§ Task description: What lines below include the word "negative"? Copy each one.
[Task material]
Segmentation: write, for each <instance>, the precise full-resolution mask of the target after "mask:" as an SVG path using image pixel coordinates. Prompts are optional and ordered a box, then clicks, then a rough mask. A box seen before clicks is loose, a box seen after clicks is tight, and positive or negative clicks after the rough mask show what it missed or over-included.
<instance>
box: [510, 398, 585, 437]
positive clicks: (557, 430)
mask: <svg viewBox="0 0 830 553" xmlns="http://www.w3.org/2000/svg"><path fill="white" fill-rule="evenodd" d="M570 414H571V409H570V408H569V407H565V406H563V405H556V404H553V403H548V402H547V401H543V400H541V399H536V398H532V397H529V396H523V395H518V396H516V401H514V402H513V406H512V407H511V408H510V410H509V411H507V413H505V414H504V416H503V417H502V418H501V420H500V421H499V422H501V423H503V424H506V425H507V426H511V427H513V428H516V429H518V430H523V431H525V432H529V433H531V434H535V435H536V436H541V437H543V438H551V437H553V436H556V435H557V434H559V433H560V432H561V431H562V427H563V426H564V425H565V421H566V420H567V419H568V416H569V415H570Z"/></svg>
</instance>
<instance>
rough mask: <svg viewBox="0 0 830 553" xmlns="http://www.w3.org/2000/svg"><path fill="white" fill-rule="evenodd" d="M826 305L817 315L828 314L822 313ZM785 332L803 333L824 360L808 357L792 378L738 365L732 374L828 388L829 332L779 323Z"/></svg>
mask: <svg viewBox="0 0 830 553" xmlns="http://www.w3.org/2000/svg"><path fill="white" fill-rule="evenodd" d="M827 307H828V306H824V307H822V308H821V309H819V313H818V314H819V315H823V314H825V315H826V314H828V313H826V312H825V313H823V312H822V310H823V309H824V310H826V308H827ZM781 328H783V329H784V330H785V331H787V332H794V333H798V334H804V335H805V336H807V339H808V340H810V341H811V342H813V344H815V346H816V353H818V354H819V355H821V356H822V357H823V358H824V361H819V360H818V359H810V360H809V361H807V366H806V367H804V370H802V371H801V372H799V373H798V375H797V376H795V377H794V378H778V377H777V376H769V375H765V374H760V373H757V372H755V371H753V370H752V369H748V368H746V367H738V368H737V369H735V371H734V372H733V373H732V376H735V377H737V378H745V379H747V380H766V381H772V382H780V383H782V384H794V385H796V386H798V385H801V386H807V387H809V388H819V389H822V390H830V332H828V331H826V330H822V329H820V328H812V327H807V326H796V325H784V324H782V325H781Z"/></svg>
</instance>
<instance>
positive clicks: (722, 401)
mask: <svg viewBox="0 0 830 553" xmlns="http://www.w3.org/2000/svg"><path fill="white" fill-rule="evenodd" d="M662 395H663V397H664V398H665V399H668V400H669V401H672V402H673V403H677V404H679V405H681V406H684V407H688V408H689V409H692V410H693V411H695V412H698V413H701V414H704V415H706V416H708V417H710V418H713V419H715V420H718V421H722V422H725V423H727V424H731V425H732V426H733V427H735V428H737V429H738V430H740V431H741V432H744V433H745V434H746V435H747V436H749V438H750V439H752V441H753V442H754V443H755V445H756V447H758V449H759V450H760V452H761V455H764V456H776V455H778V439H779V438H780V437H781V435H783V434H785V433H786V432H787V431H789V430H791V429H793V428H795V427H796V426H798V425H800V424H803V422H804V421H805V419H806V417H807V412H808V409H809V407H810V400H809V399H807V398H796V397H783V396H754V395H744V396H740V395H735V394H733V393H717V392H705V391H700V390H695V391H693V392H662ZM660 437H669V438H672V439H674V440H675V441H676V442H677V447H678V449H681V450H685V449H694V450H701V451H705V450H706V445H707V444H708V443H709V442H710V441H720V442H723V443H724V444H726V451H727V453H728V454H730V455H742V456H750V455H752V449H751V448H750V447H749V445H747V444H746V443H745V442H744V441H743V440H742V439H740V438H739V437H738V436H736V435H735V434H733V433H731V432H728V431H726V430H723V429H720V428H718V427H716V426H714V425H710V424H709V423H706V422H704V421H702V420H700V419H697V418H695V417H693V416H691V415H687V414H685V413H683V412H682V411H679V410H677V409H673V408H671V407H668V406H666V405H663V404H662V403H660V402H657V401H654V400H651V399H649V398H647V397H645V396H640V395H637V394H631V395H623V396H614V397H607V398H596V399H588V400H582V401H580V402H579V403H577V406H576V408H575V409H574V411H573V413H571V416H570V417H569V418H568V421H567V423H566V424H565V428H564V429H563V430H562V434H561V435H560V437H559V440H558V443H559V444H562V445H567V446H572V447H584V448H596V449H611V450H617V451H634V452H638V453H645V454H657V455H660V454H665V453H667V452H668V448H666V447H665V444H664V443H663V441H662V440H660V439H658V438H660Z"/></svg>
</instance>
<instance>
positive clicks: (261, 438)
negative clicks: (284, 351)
[/Task material]
§ Response to this exercise:
Segmentation: write, for each <instance>, the precise full-resolution mask of the target after "mask:" as an SVG path using image pixel coordinates. Prompts are optional and ordered a box, then clicks, then a rough mask. A box seen before clicks is loose, a box seen after clicks is tight, and positive or negative clicks after the rough mask show what it missed or over-included.
negative clicks: (284, 351)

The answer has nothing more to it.